What is required
Rescale the listing from its start through the line containing "(464, 1043)", repeating every line (requests included) and multiplying each point coordinate in the answers by 2.4, rounded to whole numbers with halves rounded up. Leave the pictures out of your answer.

Exercise material

* BEGIN *

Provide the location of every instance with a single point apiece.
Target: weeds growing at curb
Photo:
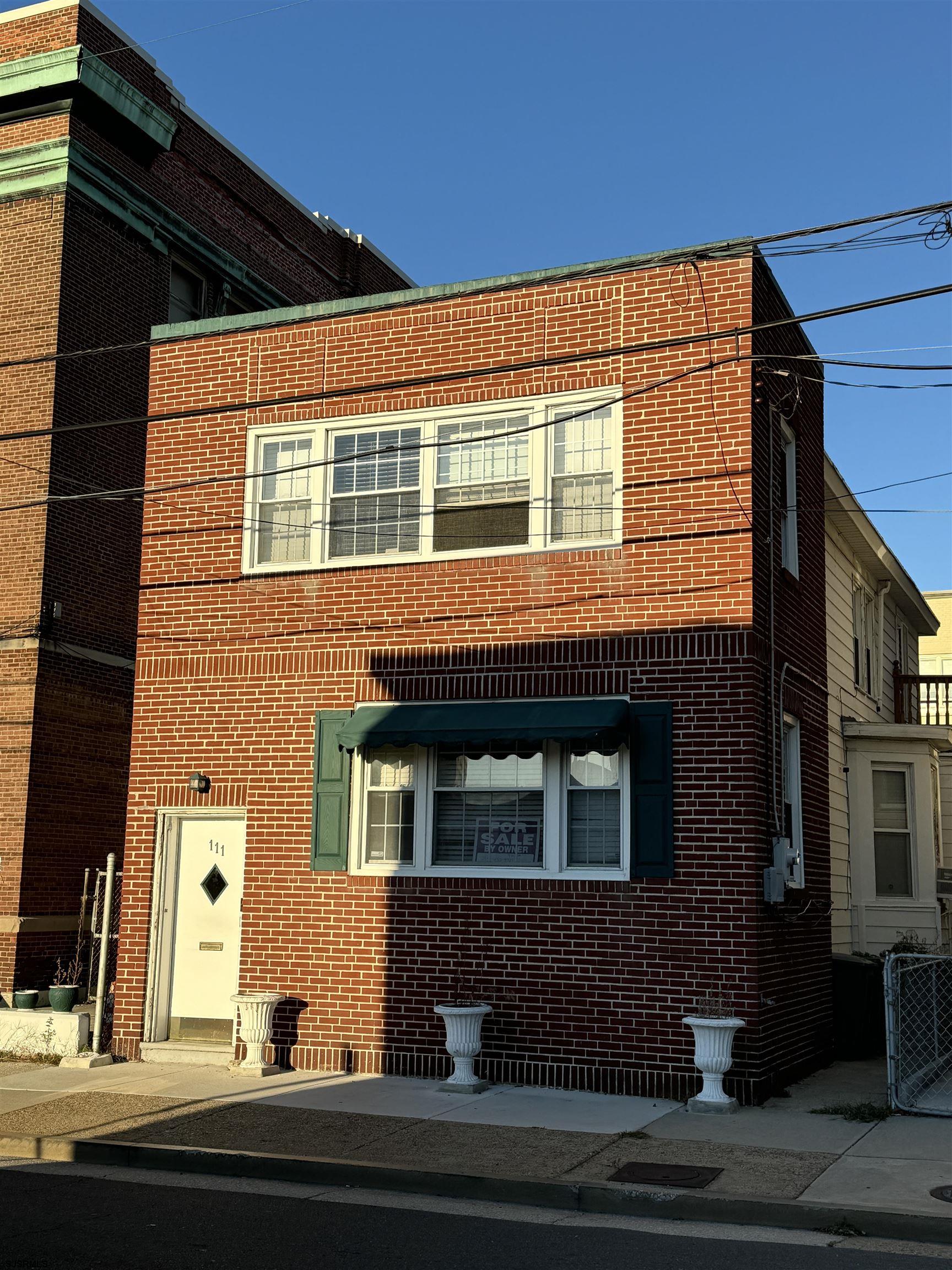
(862, 1113)
(14, 1056)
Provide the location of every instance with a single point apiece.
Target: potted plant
(715, 1025)
(462, 1016)
(65, 987)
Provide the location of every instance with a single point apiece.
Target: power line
(483, 373)
(649, 262)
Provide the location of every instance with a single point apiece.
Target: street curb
(537, 1192)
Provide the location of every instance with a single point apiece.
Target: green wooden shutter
(332, 794)
(652, 790)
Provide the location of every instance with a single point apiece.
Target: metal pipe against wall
(105, 950)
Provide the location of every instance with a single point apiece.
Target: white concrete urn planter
(256, 1018)
(714, 1042)
(464, 1043)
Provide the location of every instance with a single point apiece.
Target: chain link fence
(919, 1031)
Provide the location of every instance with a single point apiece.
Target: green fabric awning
(602, 720)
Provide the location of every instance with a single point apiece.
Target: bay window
(429, 484)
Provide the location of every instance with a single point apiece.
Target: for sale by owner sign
(513, 844)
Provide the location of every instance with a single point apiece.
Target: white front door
(207, 933)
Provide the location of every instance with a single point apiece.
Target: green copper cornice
(64, 164)
(64, 70)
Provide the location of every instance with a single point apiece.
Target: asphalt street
(83, 1223)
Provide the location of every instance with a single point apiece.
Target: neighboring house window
(375, 493)
(863, 638)
(456, 482)
(792, 804)
(187, 293)
(283, 510)
(486, 809)
(788, 502)
(892, 838)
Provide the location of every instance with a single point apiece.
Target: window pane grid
(582, 483)
(283, 513)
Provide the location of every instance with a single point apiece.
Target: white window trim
(790, 552)
(908, 771)
(795, 793)
(554, 836)
(541, 410)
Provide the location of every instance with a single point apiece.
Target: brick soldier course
(589, 978)
(108, 182)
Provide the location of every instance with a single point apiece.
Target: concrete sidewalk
(778, 1152)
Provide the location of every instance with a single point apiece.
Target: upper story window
(865, 632)
(450, 483)
(788, 502)
(187, 293)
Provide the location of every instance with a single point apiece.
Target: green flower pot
(63, 999)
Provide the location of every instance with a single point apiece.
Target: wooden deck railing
(923, 698)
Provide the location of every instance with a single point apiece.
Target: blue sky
(474, 139)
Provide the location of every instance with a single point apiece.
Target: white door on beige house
(207, 928)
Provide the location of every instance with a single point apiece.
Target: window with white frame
(865, 632)
(283, 511)
(582, 477)
(788, 502)
(892, 835)
(462, 809)
(483, 484)
(455, 482)
(792, 797)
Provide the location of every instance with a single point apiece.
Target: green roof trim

* END *

Written answer
Provide the location of every instance with a single point apiece.
Target: weeds growing at curb
Photo:
(2069, 2671)
(34, 2534)
Provide the location of every instance with a single point apiece.
Target: potted plant
(1716, 2460)
(1109, 2438)
(156, 2369)
Provide the location of every instance with a single point apiece.
Target: power line
(1159, 895)
(1558, 629)
Provide the location of every instance with a single point apiece.
Target: street curb
(1289, 2861)
Provide the location of every instance with a single point apiece.
Target: green wooden shutter
(797, 1906)
(1565, 1896)
Provide the location of every instance with a single point apiece.
Target: metal pipe against wall
(252, 2280)
Provide the location of every instance with a single point apiece.
Target: white concrete urn planter
(614, 2443)
(1714, 2501)
(1114, 2503)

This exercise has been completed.